* _Informações extraídas_:
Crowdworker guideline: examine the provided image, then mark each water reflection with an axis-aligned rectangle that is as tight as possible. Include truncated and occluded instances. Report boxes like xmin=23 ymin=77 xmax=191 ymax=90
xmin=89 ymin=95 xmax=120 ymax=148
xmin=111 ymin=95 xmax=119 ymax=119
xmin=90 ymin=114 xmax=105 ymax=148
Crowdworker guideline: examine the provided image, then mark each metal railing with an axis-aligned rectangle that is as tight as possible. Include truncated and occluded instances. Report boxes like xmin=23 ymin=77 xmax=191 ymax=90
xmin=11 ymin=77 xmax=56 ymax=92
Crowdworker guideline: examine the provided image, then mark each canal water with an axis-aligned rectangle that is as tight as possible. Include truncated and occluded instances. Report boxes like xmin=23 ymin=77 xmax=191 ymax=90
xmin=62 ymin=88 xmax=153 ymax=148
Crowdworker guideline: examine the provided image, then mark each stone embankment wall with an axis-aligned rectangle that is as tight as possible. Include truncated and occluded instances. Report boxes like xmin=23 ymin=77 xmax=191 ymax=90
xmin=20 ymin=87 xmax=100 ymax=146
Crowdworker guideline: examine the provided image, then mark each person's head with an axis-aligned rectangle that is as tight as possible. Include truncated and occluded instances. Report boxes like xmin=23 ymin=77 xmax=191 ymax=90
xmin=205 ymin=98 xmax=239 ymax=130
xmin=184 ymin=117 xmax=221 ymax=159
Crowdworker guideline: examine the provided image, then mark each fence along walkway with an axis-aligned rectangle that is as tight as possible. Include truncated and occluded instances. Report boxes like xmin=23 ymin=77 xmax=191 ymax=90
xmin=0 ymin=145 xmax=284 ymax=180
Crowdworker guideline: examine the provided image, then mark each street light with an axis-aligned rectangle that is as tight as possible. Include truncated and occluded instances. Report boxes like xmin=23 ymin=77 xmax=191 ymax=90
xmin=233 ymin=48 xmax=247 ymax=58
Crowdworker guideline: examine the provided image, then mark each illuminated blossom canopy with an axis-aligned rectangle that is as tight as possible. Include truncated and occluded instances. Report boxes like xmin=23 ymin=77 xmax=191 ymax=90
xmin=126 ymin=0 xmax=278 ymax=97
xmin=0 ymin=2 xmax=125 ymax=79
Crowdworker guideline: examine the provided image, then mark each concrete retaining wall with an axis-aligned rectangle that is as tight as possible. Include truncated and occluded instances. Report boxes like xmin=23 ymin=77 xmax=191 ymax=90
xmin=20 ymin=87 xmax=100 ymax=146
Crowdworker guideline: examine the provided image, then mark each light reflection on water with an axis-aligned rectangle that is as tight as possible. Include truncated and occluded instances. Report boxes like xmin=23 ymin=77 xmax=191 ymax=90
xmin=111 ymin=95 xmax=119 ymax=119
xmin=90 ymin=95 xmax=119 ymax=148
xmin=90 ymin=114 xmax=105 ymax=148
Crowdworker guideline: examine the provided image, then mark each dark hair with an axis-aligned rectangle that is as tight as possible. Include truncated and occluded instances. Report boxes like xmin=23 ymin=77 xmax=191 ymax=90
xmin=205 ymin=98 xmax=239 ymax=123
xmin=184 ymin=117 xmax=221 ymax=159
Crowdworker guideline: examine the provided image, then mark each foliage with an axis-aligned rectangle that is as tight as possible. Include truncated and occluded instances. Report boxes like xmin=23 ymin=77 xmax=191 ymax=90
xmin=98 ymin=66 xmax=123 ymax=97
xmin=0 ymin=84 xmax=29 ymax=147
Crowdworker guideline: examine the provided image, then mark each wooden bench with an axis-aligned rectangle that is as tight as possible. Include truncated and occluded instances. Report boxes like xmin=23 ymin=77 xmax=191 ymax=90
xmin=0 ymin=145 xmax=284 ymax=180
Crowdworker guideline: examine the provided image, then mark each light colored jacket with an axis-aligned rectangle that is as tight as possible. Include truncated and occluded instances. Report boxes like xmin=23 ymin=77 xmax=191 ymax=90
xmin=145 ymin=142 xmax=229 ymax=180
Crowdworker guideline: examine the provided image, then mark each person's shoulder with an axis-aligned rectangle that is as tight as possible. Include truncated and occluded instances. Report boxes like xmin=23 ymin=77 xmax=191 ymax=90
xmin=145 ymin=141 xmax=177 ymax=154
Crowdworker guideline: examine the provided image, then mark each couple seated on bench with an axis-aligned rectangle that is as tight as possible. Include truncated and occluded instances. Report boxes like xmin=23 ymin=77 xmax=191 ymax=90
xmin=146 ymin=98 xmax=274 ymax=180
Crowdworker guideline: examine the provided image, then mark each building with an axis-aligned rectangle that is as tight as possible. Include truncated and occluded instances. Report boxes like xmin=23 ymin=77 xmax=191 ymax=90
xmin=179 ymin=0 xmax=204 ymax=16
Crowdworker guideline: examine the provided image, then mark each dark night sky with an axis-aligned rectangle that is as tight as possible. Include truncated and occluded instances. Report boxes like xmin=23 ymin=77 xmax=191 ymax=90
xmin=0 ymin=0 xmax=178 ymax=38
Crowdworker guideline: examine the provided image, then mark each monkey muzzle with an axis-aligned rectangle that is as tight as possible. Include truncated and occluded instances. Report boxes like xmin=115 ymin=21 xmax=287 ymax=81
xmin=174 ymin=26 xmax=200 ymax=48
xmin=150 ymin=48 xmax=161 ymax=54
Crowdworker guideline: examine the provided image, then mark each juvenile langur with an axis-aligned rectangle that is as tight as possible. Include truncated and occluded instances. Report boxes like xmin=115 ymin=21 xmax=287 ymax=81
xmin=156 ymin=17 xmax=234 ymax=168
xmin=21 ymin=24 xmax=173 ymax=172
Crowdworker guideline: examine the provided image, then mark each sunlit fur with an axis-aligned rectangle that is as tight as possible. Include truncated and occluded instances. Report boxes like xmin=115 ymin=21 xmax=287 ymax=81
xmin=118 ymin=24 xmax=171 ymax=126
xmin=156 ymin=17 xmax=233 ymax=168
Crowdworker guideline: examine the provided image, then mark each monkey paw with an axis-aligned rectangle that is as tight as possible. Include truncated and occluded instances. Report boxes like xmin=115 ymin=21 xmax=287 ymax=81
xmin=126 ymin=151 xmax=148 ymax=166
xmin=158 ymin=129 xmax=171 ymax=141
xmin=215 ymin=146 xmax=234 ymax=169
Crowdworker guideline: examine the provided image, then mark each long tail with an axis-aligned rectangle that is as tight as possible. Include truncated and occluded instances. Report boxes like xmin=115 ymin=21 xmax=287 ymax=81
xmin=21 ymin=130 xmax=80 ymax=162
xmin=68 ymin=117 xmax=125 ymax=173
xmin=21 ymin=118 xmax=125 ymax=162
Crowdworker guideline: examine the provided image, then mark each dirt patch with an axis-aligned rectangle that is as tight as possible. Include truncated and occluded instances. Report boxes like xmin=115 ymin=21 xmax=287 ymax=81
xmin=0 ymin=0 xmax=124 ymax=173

* _Solicitação recebida_: Por favor, devolva todas as linhas da listagem acima, do início ao fim, sem alterar nenhum caractere.

* _Resposta à tarefa_:
Crowdworker guideline: examine the provided image, then mark each water reflection with an axis-aligned rectangle that is as tight as possible. Include truncated and occluded instances. Report boxes like xmin=23 ymin=77 xmax=191 ymax=90
xmin=89 ymin=95 xmax=120 ymax=148
xmin=111 ymin=95 xmax=119 ymax=119
xmin=90 ymin=114 xmax=105 ymax=148
Crowdworker guideline: examine the provided image, then mark each metal railing with an axis-aligned rectangle that is as tight as possible. Include truncated and occluded instances. Report boxes like xmin=23 ymin=77 xmax=191 ymax=90
xmin=11 ymin=77 xmax=56 ymax=92
Crowdworker guideline: examine the provided image, then mark each canal water with an axis-aligned rectangle that is as tight as possible. Include truncated and occluded instances. Report boxes like xmin=23 ymin=77 xmax=191 ymax=90
xmin=62 ymin=88 xmax=153 ymax=148
Crowdworker guideline: examine the provided image, then mark each stone embankment wall with an axis-aligned rectangle that is as tight as possible. Include truncated and occluded instances. Report boxes like xmin=23 ymin=77 xmax=191 ymax=90
xmin=20 ymin=87 xmax=100 ymax=146
Crowdworker guideline: examine the provided image, then mark each person's head with an axis-aligned rectangle that is as tight as possible. Include truncated and occluded instances. Report boxes like xmin=23 ymin=77 xmax=191 ymax=90
xmin=205 ymin=98 xmax=239 ymax=130
xmin=184 ymin=117 xmax=221 ymax=159
Crowdworker guideline: examine the provided image, then mark each fence along walkway with an axis-aligned rectangle that is as tight as possible. Include truncated and occluded instances. Report boxes like xmin=23 ymin=77 xmax=191 ymax=90
xmin=0 ymin=145 xmax=284 ymax=180
Crowdworker guideline: examine the provided image, then mark each street light with an axis-aligned rectangle that is as tight as possible. Include truncated and occluded instances. Report boxes like xmin=23 ymin=77 xmax=191 ymax=90
xmin=233 ymin=48 xmax=247 ymax=58
Crowdworker guideline: examine the provided image, then mark each illuminated blossom canopy with an axis-aligned rectangle that is as tight as possible. Include truncated and occluded instances. Report boxes like xmin=23 ymin=77 xmax=191 ymax=90
xmin=126 ymin=0 xmax=278 ymax=97
xmin=0 ymin=2 xmax=125 ymax=79
Crowdworker guideline: examine the provided image, then mark each concrete retaining wall with an axis-aligned rectangle that is as tight as possible. Include truncated and occluded instances. Report boxes like xmin=23 ymin=77 xmax=191 ymax=90
xmin=20 ymin=87 xmax=100 ymax=146
Crowdworker guideline: examine the provided image, then mark each light reflection on water with an axis-aligned rectangle that is as tight as possible. Include truncated and occluded instances. Report boxes like xmin=23 ymin=77 xmax=191 ymax=90
xmin=111 ymin=95 xmax=119 ymax=119
xmin=90 ymin=95 xmax=119 ymax=148
xmin=90 ymin=114 xmax=105 ymax=148
Crowdworker guideline: examine the provided image, then mark each dark hair with an axis-aligned rectangle that is as tight as possible. Include truncated and occluded instances. Report boxes like xmin=23 ymin=77 xmax=191 ymax=90
xmin=205 ymin=98 xmax=239 ymax=123
xmin=184 ymin=117 xmax=221 ymax=159
Crowdworker guideline: examine the provided image, then mark each foliage with an axis-aligned rectangle that is as tight as possible. Include truncated and occluded instances. Report boxes like xmin=23 ymin=77 xmax=191 ymax=90
xmin=98 ymin=66 xmax=123 ymax=97
xmin=0 ymin=84 xmax=29 ymax=147
Crowdworker guideline: examine the provided image, then mark each wooden bench with an axis-aligned rectangle that is as tight as possible. Include truncated and occluded instances. Report boxes like xmin=23 ymin=77 xmax=191 ymax=90
xmin=0 ymin=145 xmax=284 ymax=180
Crowdworker guideline: examine the provided image, then mark each light colored jacket with an axis-aligned rectangle that is as tight as possible. Include truncated and occluded instances. Report boxes like xmin=23 ymin=77 xmax=191 ymax=90
xmin=145 ymin=142 xmax=229 ymax=180
Crowdworker guideline: examine the provided image, then mark each person's shoulder with an axis-aligned rectangle that is as tight as possible. Include truncated and occluded instances. Report boxes like xmin=23 ymin=77 xmax=191 ymax=90
xmin=145 ymin=141 xmax=177 ymax=154
Crowdworker guideline: examine the provided image, then mark each couple seated on bench with an axis-aligned rectangle that is as tight as possible. Include truncated and occluded instances. Report boxes like xmin=23 ymin=77 xmax=191 ymax=90
xmin=146 ymin=98 xmax=274 ymax=180
Crowdworker guideline: examine the provided image, then mark each building with an axis-aligned rectangle that is as tight as possible. Include truncated and occluded instances. Report boxes like xmin=23 ymin=77 xmax=191 ymax=90
xmin=179 ymin=0 xmax=204 ymax=16
Crowdworker guideline: examine the provided image, then mark each dark night sky with an axis-aligned rectangle that is as tight as possible. Include truncated and occluded instances. Report boxes like xmin=23 ymin=77 xmax=191 ymax=90
xmin=0 ymin=0 xmax=178 ymax=38
Crowdworker guideline: examine the provided image, then mark each monkey muzzle with an axis-aligned rectangle that is as tight as possible. Include truncated and occluded instances. Report boxes like xmin=115 ymin=21 xmax=287 ymax=81
xmin=174 ymin=26 xmax=200 ymax=48
xmin=150 ymin=48 xmax=161 ymax=54
Crowdworker guideline: examine the provided image, then mark each juvenile langur with an axis-aligned rectangle that is as tight as possible. Include truncated and occluded instances. Report boxes like xmin=115 ymin=21 xmax=287 ymax=81
xmin=156 ymin=17 xmax=234 ymax=168
xmin=21 ymin=24 xmax=173 ymax=172
Crowdworker guideline: examine the provided image, then mark each sunlit fur with an axis-aligned rectangle that is as tight as possible. Include truncated and occluded instances. Report boxes like xmin=115 ymin=21 xmax=287 ymax=81
xmin=118 ymin=24 xmax=171 ymax=126
xmin=156 ymin=17 xmax=233 ymax=168
Crowdworker guideline: examine the provided image, then mark each monkey paw with an axis-aligned rectangle that is as tight as possible. Include truncated and occluded instances. Report boxes like xmin=115 ymin=21 xmax=287 ymax=81
xmin=126 ymin=151 xmax=148 ymax=166
xmin=158 ymin=129 xmax=171 ymax=141
xmin=215 ymin=146 xmax=234 ymax=169
Crowdworker guideline: examine the provided image, then mark each long tail with an axis-aligned rectangle that is as tight as possible. Include truncated and occluded instances. Report boxes like xmin=115 ymin=21 xmax=287 ymax=81
xmin=21 ymin=130 xmax=80 ymax=162
xmin=68 ymin=117 xmax=125 ymax=173
xmin=21 ymin=118 xmax=125 ymax=162
Crowdworker guideline: examine the provided image, then mark each dirt patch with an axis-aligned rectangle that is as tight as possible. Include truncated and occluded instances. Report boxes like xmin=115 ymin=21 xmax=287 ymax=81
xmin=0 ymin=0 xmax=124 ymax=173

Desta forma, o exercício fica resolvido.